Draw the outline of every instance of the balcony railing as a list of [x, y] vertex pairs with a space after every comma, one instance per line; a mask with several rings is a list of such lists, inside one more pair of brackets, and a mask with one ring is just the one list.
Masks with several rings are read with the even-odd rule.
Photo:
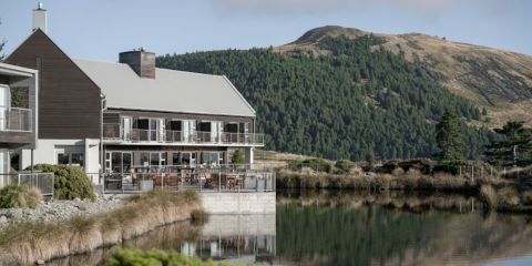
[[187, 133], [183, 131], [161, 130], [123, 130], [120, 124], [103, 124], [103, 139], [105, 141], [129, 142], [129, 143], [184, 143], [184, 144], [243, 144], [264, 145], [264, 134], [259, 133], [232, 133], [195, 131]]
[[31, 110], [10, 108], [3, 112], [0, 112], [0, 131], [31, 132]]

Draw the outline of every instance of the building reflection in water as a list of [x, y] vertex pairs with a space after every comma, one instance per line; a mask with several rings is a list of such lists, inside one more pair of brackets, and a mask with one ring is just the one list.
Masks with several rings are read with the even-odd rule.
[[275, 215], [213, 215], [195, 242], [181, 245], [181, 253], [202, 259], [272, 264], [275, 229]]

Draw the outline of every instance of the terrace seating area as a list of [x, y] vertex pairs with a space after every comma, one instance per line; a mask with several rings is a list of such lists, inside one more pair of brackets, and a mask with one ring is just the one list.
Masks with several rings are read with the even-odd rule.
═══
Can you reproduce the material verbatim, starting at its very beginning and ending at the line that contains "131], [31, 132]]", with that line included and any pictures left out?

#### Result below
Draw the outline of every instance of the balcony railing as a list of [x, y] vertex pairs with a space after every comma, one instance per line; a mask with several rings is a list of such lists, inside one more pair of brackets, and a mask with one ring is just the one list.
Masks with several rings are read with the even-odd rule.
Photo:
[[187, 133], [183, 131], [161, 130], [123, 130], [120, 124], [103, 124], [103, 139], [105, 141], [129, 142], [129, 143], [184, 143], [184, 144], [243, 144], [264, 145], [264, 134], [259, 133], [232, 133], [195, 131]]
[[31, 110], [10, 108], [3, 112], [0, 112], [0, 131], [31, 132]]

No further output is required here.